§ Excerpted text
Discussions found on the web:
  1. barry Ritholtz commented on Nov 12

    Note: I’ve had plenty of boneheaded predictions in my day — but they are usually not for an event thats only 2 weeks away.

    When I am wildly wrong — and you don’t know the half of them — its often due to some intervening event.

    My Bearish forecast for this year has proven to be wildly off the mark; I thought after hitting highs this year we would roll over sooner rather than later; Amongst the many other reasons, corporate profitibility has remained stronger longer than I expected; I also failed to pick up on the significance of changes in GSCI quick enough.

    That was a forecast made a year ago — I cannot say I was ever that far off that close to an event occuring.

  2. Anonymous commented on Nov 13

    Mr. McTague obviously thought his democracy was bought and paid for in advance.

    I wonder if he feels the same in regards to financial markets.

  3. Craig commented on Nov 13

    Okay, I’m going to give Barron’s, and every other supply-side conservative a very large clue……..

    When all you have to brag about is a “strong economy” hailed by all who benefit from it and the warning that the big bad enemy will “raise taxes” and those you’re trying to convince are having difficulty making ends meet, much less have the OPPORTUNITY to pay capital gains or dividend taxes, you have NO ARGUMENT.

    The idiots that keep clammoring about letting the tax cuts expire on UNEARNED INCOME don’t seem to SEE themselves as the spoiled rich ass babies they look like to those paying taxes on EARNED INCOME and barely making ends meet.
    (and sending their KIDS and their FUTURE in the form of $3 Billion a week to Iraq.)

    Barron’s was simply as ideologically ignorant as Kudlow and Co. and almost 100% of the supposedly “liberal” press. Apparently the liberals in the press are rich ass babies too.

    Hopefully this will end in some retrospection and the idea by those able to scrape together enough to invest in a taxable account that in comparison to the average citizen, they do in fact enjoy much more benefit and should expect this imbalance to moderate to the mean.

    If you mention “class warfare” you don’t get it. The earned income class gets it and voted accordingly.

    There is no election war chest that overcomes financial reality for long.

  4. Larry Nusbaum commented on Nov 13

    “We ignore the polls . . .”

    They also ignored history which has proven that incumbents who hold less than 50% just prior to the election, usually spells trouble. Not one senatorial candidate was able to make up ground in the last two weeks.
    The biggest reason the GOP lost both houses: They violated most of the covenents contained in Newt’s “Contract with America” back in 1994….

  5. Josh commented on Nov 13

    When I received the original issue, I thought to myself, here is some guy that just read Freakanomics and now is making the bold prediction that since the GOP has more money, they will win.

§ Written instruction 1
In the comment thread, how much money did Craig say was being sent to Iraq each week?
§ Written instruction 2
Rewrite the stretch of the comment thread from "Note: I’ve had" through "GSCI quick enough.", switching "wildly" to "badly" everywhere it occurs.

§ Supplied material
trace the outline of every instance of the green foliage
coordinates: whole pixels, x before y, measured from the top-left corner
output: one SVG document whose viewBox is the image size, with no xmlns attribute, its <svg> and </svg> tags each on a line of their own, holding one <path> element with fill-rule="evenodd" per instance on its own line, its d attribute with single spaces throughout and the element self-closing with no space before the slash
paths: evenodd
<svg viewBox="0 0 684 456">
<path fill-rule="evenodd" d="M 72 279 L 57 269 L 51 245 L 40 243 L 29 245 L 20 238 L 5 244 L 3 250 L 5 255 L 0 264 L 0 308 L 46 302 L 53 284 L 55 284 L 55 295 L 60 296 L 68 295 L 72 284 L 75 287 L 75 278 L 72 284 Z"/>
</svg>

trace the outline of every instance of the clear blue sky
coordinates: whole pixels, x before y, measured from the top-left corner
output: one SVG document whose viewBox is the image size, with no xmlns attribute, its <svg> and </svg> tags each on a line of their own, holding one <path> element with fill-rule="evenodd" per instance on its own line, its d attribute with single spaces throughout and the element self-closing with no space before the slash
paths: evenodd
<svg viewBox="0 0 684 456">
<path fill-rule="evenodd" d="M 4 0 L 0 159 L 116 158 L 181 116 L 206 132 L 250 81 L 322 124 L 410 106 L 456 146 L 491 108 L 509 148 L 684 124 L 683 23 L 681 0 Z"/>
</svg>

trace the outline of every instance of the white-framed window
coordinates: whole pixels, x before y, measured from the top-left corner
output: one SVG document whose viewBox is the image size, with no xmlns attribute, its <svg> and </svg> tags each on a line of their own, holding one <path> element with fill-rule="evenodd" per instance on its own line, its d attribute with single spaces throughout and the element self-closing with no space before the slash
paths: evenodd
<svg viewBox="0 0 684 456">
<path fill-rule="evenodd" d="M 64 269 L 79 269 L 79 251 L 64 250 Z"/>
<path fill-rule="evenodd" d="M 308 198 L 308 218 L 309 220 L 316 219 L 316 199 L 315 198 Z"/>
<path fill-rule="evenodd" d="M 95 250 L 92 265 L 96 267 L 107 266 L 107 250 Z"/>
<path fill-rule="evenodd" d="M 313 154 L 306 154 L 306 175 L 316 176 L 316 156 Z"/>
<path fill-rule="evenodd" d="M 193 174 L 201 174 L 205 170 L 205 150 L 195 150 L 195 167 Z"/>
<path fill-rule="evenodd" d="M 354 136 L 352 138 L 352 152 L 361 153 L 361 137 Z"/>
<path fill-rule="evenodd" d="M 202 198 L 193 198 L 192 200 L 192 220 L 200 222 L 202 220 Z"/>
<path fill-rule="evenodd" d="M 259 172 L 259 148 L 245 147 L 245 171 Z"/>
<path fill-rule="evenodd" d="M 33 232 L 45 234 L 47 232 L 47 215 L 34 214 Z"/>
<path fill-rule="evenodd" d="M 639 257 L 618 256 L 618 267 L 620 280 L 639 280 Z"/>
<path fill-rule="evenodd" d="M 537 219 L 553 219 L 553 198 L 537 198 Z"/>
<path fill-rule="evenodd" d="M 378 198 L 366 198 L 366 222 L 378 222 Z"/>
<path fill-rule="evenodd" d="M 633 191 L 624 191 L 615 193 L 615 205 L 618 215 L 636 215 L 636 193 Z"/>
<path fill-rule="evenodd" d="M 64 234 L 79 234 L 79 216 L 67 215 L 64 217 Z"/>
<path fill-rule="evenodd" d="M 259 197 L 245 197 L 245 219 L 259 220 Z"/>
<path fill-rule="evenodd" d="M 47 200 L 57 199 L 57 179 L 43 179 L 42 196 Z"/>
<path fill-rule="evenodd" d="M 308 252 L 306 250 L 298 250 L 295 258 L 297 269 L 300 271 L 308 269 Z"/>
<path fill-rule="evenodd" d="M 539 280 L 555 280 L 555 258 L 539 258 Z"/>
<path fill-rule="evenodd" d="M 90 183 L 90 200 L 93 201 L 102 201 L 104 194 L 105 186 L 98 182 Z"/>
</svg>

§ Expected output 1
$3 billion a week.

§ Expected output 2
Note: I’ve had plenty of boneheaded predictions in my day — but they are usually not for an event thats only 2 weeks away.

    When I am badly wrong — and you don’t know the half of them — its often due to some intervening event.

    My Bearish forecast for this year has proven to be badly off the mark; I thought after hitting highs this year we would roll over sooner rather than later; Amongst the many other reasons, corporate profitibility has remained stronger longer than I expected; I also failed to pick up on the significance of changes in GSCI quick enough.